#### What to work on:
Starting at the beginning of the items and stopping after the line containing "point(409, 221)", write out every line again, rescaling each point coordinate by multiplying it by 2 and rounding to a whole number, with halves going up. Leave everything else unchanged.

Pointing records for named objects
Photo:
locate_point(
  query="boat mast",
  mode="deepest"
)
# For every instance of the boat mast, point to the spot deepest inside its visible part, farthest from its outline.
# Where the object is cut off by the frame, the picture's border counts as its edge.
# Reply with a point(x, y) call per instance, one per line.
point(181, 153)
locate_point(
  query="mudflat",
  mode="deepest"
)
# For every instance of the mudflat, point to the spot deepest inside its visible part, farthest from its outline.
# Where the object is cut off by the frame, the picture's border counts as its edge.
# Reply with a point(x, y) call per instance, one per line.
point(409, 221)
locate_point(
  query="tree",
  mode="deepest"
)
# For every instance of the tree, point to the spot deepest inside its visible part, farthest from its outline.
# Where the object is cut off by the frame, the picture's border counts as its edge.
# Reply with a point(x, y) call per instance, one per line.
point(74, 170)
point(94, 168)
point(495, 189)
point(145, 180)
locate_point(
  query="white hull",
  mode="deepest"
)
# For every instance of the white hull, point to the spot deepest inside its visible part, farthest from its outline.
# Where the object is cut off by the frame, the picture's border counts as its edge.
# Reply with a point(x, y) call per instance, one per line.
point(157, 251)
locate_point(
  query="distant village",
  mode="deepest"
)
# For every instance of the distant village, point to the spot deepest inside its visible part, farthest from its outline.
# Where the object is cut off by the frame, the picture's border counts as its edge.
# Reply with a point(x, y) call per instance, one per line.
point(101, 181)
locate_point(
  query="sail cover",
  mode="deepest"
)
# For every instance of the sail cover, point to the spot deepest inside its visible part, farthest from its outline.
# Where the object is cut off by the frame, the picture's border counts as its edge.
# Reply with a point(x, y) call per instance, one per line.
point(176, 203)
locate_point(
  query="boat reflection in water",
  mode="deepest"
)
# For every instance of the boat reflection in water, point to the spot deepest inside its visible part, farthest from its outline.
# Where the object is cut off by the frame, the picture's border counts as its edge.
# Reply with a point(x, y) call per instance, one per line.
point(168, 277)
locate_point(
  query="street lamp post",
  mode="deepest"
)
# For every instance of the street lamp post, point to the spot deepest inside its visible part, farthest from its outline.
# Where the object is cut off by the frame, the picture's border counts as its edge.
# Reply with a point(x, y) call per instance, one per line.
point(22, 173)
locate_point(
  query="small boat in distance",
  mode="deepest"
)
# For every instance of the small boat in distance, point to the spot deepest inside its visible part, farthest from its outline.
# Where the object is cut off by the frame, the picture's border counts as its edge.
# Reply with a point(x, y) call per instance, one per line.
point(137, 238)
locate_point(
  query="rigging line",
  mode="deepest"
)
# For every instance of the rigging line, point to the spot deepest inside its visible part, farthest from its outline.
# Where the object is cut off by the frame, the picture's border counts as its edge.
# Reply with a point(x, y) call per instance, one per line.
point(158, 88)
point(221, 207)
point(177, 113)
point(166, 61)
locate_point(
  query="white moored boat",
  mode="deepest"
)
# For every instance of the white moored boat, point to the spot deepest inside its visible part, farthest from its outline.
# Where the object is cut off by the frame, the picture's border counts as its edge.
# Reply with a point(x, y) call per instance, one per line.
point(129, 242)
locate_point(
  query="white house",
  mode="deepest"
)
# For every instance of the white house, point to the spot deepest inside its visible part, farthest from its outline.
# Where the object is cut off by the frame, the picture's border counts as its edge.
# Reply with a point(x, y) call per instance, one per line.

#### Task output:
Photo:
locate_point(
  query="boat mast",
  mode="deepest"
)
# For every instance of the boat mast, point to the spot deepest inside its visible part, farthest from its outline.
# Where the object is cut off by the frame, the picture's border counts as its edge.
# Reply with a point(x, y) call per instance, one per line.
point(362, 306)
locate_point(
  query="mudflat",
  mode="deepest"
)
# For every instance of the mudflat, point to the spot deepest inside its visible part, farthest from its outline.
# Where the object is cut off by the frame, the picture's border counts as its edge.
# Reply with a point(x, y) call per instance, one per line.
point(818, 442)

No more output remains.